• WHAT TO DO:
Would you repeat word for word the lines of the listing that follows, from the one with "Identify one point per instance of the fireplace" up to and including the one with "Identify one point per instance of the window frame", and leave out the images?

◇ ◇ ◇

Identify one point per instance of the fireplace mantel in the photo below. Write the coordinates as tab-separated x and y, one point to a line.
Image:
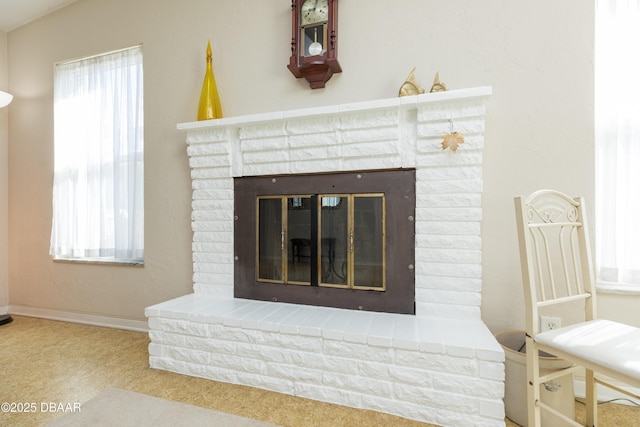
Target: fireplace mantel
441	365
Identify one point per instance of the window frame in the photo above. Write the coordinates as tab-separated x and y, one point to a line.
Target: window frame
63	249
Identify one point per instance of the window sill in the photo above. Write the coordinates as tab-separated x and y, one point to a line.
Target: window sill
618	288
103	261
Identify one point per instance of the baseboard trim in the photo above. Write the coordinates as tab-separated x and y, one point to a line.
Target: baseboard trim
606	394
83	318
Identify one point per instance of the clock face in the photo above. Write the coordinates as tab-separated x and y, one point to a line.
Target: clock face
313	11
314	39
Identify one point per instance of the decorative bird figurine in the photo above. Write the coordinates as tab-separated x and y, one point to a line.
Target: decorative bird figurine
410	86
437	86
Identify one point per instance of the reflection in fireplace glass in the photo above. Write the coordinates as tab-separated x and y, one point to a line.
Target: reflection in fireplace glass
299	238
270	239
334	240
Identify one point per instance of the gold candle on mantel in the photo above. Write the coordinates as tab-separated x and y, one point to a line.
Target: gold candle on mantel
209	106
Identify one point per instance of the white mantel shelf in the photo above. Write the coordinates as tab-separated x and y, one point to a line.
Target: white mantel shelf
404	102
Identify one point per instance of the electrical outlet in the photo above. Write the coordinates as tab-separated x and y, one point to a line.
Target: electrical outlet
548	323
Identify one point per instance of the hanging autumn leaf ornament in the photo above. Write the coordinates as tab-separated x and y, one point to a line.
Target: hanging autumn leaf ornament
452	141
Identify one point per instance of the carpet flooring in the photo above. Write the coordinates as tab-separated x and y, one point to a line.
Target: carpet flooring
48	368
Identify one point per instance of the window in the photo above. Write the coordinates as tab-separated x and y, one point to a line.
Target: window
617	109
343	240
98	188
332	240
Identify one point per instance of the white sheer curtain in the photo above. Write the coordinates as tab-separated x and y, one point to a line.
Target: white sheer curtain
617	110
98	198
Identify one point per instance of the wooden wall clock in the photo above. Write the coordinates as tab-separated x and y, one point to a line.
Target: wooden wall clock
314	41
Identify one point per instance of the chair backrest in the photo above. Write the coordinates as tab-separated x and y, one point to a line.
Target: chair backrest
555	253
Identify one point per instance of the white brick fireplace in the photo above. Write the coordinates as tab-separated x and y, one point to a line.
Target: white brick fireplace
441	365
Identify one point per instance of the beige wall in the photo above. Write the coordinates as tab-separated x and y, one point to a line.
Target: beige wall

◇ ◇ ◇

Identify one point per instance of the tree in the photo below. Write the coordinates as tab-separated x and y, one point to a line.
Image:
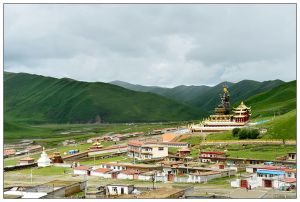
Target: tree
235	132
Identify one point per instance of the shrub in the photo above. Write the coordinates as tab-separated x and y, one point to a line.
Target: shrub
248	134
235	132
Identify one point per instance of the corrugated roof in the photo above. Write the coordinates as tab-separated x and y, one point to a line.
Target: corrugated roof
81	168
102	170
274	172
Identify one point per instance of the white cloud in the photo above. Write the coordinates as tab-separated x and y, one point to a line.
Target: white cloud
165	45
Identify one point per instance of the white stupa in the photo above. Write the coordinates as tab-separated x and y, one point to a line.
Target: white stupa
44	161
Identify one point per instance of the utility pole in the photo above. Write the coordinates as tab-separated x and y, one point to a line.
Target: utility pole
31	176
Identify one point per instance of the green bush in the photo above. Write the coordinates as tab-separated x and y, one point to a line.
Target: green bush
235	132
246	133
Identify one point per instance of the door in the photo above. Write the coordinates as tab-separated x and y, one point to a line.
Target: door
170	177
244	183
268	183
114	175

◇ ◇ ◇

• ANSWER SPACE:
Identify one point per instance of the fireplace mantel in the photo below. Write the coordinates as tab-separated x and y, one point to a line.
Image:
Target: fireplace mantel
441	365
Identify one point per instance of the window frame in the photo above. Write the coordinates as tab-separated x and y, one point to a line.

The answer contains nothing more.